(Object position labeling entries)
— begin —

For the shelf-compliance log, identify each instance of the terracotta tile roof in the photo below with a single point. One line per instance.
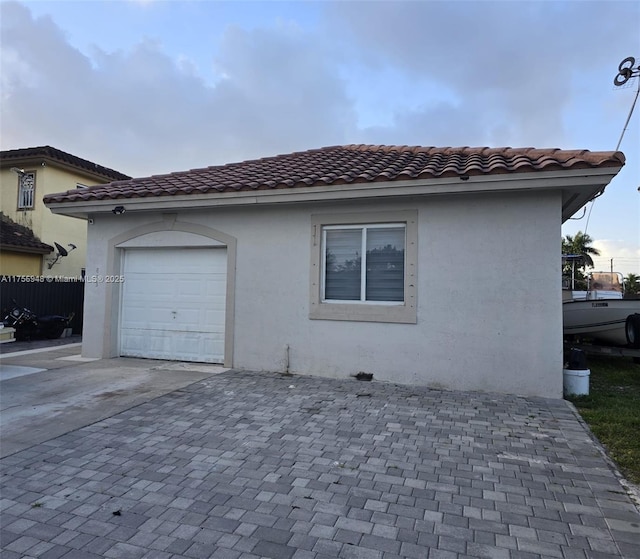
(20, 238)
(48, 152)
(341, 165)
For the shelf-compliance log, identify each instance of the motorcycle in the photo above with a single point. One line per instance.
(29, 326)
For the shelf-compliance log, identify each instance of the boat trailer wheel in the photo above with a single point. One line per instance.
(632, 330)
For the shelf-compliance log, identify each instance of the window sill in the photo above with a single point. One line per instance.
(405, 314)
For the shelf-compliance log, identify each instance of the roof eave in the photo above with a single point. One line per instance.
(25, 249)
(42, 160)
(578, 186)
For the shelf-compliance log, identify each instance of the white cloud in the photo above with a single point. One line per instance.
(143, 112)
(514, 67)
(625, 256)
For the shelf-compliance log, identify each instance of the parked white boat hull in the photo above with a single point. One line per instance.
(601, 319)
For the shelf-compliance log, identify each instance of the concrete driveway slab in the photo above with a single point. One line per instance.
(247, 465)
(44, 394)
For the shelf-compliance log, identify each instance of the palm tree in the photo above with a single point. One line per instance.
(631, 284)
(578, 245)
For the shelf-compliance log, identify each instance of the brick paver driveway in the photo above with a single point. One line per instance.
(246, 465)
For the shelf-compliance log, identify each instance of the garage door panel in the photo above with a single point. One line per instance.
(173, 304)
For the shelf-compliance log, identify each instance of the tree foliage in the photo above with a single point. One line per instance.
(578, 245)
(631, 284)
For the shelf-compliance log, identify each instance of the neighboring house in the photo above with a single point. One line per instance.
(435, 266)
(21, 251)
(26, 175)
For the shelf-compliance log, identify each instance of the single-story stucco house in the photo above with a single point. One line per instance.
(433, 266)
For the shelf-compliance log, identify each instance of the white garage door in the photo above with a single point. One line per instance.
(173, 304)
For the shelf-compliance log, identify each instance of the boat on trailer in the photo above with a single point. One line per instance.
(601, 312)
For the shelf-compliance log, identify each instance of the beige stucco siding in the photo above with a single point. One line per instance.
(488, 296)
(47, 226)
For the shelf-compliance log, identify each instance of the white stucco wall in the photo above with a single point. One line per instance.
(489, 299)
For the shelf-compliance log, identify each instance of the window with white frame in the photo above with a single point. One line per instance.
(363, 263)
(364, 267)
(26, 190)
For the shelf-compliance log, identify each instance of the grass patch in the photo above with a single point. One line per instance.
(612, 410)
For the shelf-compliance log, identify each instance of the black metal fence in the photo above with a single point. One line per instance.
(44, 297)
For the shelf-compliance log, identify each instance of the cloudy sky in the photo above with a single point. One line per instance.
(148, 87)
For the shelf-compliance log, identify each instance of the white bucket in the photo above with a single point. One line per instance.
(576, 382)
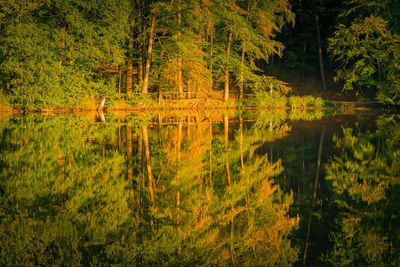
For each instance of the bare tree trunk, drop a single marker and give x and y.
(321, 63)
(211, 59)
(180, 85)
(210, 153)
(148, 165)
(130, 61)
(119, 78)
(226, 136)
(241, 141)
(321, 142)
(145, 88)
(241, 76)
(129, 156)
(228, 51)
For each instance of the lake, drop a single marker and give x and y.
(256, 188)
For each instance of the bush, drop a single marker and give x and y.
(266, 99)
(140, 100)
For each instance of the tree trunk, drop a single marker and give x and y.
(211, 60)
(180, 85)
(321, 142)
(228, 51)
(241, 141)
(321, 62)
(130, 61)
(210, 153)
(129, 151)
(148, 165)
(241, 76)
(145, 88)
(226, 137)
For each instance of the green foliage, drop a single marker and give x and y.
(266, 99)
(50, 50)
(305, 101)
(369, 54)
(140, 100)
(62, 196)
(365, 180)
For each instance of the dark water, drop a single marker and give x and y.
(259, 188)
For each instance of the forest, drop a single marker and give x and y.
(68, 53)
(199, 133)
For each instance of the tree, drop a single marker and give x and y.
(367, 46)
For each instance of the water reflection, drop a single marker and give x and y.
(192, 189)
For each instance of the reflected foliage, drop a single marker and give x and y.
(137, 191)
(365, 179)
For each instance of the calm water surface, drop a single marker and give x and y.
(259, 188)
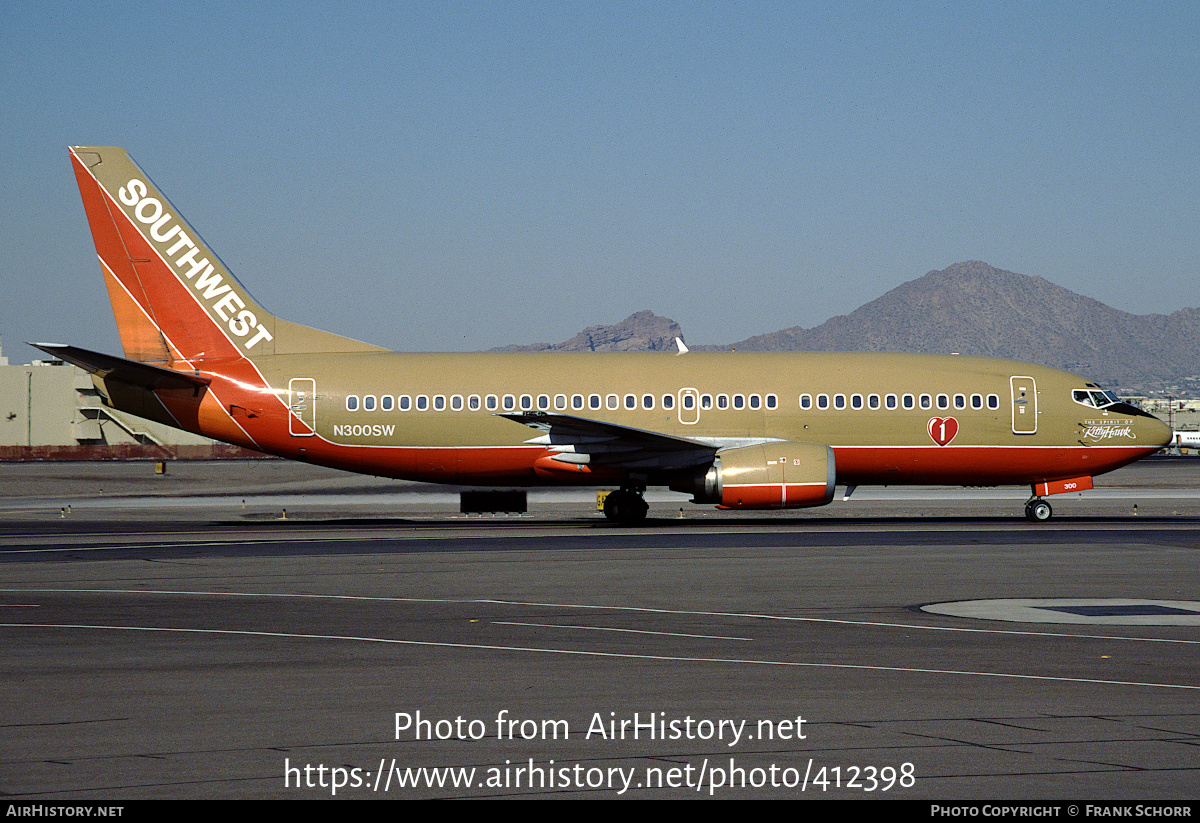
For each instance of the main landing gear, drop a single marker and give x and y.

— end —

**Direction**:
Reproduce all of the data exactly, omitting each picture it holds.

**Task answer**:
For the shelf-compliance log, identify each instance of the terracotta tile roof in the photo below with a single point. One line per instance.
(20, 238)
(48, 152)
(341, 165)
For the shelf-compliance log, identify each instance of the motorcycle in the photo above with a single point. One line per instance.
(29, 326)
For the shelf-compliance log, identify each instance of the boat trailer wheel in the photo above with a single point. One line per instance.
(632, 330)
For the shelf-compliance log, identify each instance of the window sill in the photo above with a single point. One line per instance.
(405, 314)
For the shelf-compliance log, identify each instance of the roof eave in the photo above with a single point. One line per instance.
(25, 249)
(42, 160)
(578, 186)
For the shelf-compliance log, identify each instance of the white cloud in the photo above with a single point. One line per instance.
(143, 112)
(514, 67)
(625, 256)
For the shelf-compliance log, identify each instance of the parked white boat hull in the photo above with a single point. One line per instance.
(601, 319)
For the shelf-compliance log, identify each instance of the concrete driveway slab in the photo above with a single point. One line per instance.
(247, 465)
(44, 394)
For the shelf-compliance log, identify each instance of the palm tree in the photo above with a single point. One line per instance.
(631, 284)
(578, 245)
For the shelf-compliance log, identify each instance of the brick paver driveway in the photo above with a single point. One line per instance.
(246, 465)
For the shelf-compliance log, identify each instance of the garage door panel in the photo above with a single point. One line per instance.
(173, 304)
For the shelf-compliance log, identify each instance of the tree foliage in the photo above with a single point. One line per instance.
(578, 245)
(631, 284)
For the shelf-compliance log, identify each instance of the neighboring house in the photo above with a single point. One line per instance.
(435, 266)
(21, 251)
(26, 175)
For the shelf-compliance log, identify each instance of the single-story stucco house in the photo above with a single point. One line per instance.
(433, 266)
For the shelf-compliance log, identify each instance of the white garage door in the photo above with a single point. One line per instance.
(173, 304)
For the shelf-compliance log, identify each instance of the boat on trailer in the photo above with a single point. One line per instance.
(601, 312)
For the shelf-compliance log, identify each instance of the beige stucco siding in the photo above with a single point. One line per instance.
(488, 296)
(47, 226)
For the shelf-compliance log, identify each instance of the white stucco wall in the photo above with a single point. One line per instance.
(489, 299)
For the shelf-compliance log, identify each instance of the window with white frame in the photo above with a single point. One line per instance.
(363, 263)
(364, 267)
(26, 190)
For the shelf-compliance log, identify each instance of the grass patch in the photo above with a single point. One line per instance.
(612, 410)
For the shelf-compliance log, identify each instance of the black metal fence in the photo above with a single point. One line per instance.
(44, 297)
For the shelf-compliance log, identify each instance of the cloudy sky in the photo above with a single point. One line per instance.
(148, 87)
For the shelf-compliance log, identify each instance of the white bucket in the photo above with a single point. One line per instance.
(576, 382)
For each instance of the bare tree trunk, drop a single marker and give x and y.
(321, 63)
(211, 59)
(180, 85)
(210, 153)
(148, 165)
(130, 61)
(119, 78)
(226, 136)
(241, 141)
(321, 142)
(145, 88)
(241, 76)
(129, 156)
(228, 51)
For each instance of the lake, drop a single marker and give x and y.
(256, 188)
For each instance of the bush, drop a single marker and give x and y.
(266, 99)
(140, 100)
For each instance of the tree trunk, drop a single marker and give x and y.
(211, 60)
(180, 85)
(321, 142)
(228, 51)
(241, 141)
(321, 62)
(130, 61)
(210, 153)
(129, 151)
(148, 165)
(241, 76)
(145, 88)
(226, 137)
For each instance of the green foliage, drop a single marker and give x and y.
(266, 99)
(50, 50)
(305, 101)
(369, 54)
(140, 100)
(62, 196)
(365, 180)
For each instance of the dark water, drop a single marker and give x and y.
(259, 188)
For each instance of the forest, drop a single marker and give x and y.
(68, 53)
(199, 133)
For each instance of the tree, drop a single marker and give x and y.
(367, 46)
For each instance of the water reflection, drop a single marker and give x and y.
(192, 189)
For each instance of the reflected foliage, drop a single marker and give x and y.
(137, 191)
(365, 179)
For each instance of the calm water surface, drop a single marker and give x and y.
(259, 188)
For each instance of the main landing gear, drop a single marker and give x and y.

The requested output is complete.